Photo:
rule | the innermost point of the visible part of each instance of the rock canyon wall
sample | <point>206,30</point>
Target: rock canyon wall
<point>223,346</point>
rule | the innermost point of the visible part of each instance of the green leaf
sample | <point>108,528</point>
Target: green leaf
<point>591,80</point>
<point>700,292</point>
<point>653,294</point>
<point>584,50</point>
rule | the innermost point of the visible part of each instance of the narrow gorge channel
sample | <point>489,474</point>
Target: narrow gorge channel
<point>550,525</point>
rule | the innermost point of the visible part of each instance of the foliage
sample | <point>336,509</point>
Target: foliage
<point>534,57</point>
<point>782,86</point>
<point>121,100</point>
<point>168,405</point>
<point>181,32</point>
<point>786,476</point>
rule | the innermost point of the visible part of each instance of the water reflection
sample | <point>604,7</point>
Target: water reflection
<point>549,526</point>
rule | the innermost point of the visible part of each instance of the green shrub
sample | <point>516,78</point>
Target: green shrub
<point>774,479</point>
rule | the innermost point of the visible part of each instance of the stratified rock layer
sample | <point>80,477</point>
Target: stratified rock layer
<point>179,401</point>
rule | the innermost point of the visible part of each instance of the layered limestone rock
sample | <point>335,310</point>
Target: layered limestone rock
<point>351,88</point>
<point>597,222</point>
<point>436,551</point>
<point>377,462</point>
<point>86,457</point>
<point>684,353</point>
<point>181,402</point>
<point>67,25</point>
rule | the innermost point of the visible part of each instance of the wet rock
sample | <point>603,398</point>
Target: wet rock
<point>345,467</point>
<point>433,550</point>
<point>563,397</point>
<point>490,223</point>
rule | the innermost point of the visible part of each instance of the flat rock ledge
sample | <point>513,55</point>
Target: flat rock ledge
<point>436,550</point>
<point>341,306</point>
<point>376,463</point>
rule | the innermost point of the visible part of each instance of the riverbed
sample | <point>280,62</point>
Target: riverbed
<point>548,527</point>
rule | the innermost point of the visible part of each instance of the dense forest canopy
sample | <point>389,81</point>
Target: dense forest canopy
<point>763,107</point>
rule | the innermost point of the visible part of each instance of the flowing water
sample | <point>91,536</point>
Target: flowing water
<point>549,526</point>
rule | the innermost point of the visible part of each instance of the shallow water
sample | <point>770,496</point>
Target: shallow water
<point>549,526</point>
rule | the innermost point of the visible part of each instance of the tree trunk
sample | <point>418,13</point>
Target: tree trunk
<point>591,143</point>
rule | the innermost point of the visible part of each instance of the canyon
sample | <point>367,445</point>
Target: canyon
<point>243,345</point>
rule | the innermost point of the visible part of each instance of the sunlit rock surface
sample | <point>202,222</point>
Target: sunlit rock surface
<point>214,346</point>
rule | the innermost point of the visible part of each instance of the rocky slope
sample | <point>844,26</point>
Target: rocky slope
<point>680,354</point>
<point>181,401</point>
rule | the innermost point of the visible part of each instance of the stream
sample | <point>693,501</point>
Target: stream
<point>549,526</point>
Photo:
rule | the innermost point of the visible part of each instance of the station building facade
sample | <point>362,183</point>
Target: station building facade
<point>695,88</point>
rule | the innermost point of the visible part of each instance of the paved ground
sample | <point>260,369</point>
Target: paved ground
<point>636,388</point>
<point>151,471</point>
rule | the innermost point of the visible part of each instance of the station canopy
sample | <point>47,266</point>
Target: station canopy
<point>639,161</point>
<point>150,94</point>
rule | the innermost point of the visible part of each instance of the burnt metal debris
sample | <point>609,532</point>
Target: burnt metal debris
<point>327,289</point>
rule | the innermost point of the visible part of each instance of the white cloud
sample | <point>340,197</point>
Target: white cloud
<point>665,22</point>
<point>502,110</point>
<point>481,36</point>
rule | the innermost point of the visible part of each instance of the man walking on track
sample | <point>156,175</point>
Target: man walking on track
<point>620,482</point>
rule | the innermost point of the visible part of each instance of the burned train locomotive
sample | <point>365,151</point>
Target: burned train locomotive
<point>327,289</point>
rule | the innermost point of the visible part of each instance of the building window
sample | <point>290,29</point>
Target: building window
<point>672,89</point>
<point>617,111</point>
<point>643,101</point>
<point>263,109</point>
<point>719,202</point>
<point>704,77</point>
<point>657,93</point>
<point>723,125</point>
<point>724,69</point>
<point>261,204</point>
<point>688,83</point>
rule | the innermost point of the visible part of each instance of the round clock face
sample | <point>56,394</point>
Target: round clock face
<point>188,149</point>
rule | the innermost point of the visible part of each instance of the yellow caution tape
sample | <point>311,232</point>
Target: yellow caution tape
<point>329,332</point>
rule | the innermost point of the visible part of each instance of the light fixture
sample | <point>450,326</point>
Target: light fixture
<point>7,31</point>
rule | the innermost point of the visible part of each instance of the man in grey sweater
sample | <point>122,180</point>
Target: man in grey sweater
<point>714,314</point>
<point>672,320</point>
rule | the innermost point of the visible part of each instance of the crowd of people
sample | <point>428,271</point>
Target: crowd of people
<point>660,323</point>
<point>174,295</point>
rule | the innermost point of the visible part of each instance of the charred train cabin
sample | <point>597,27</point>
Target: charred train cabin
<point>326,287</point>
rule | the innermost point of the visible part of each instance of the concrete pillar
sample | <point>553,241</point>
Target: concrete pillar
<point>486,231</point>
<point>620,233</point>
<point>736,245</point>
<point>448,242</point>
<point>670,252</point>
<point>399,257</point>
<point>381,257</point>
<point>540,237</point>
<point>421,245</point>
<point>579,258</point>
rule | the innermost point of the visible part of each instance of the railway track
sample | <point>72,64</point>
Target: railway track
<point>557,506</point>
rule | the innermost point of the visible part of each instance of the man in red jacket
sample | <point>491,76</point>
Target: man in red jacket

◆ Exercise details:
Please write out, exactly as they appear, the lines from the line containing "the charred train cabin" through the last line of the records above, both included.

◆ Your solution:
rule | the innermost point of the visible part of each instance of the charred train cabin
sample | <point>597,27</point>
Target: charred train cabin
<point>326,287</point>
rule | the innermost point of the visible part of each instance of the concrete pillar
sample | <point>553,241</point>
Target: concrete pillar
<point>486,231</point>
<point>620,233</point>
<point>736,245</point>
<point>448,242</point>
<point>670,252</point>
<point>399,257</point>
<point>381,257</point>
<point>540,237</point>
<point>421,245</point>
<point>579,258</point>
rule | the innermost point of the visible part of each instance of the railway track
sample | <point>72,64</point>
Target: railway track
<point>557,506</point>
rule | the innermost point of the visible part of each instance of the man in red jacket
sample | <point>491,76</point>
Target: man in red jacket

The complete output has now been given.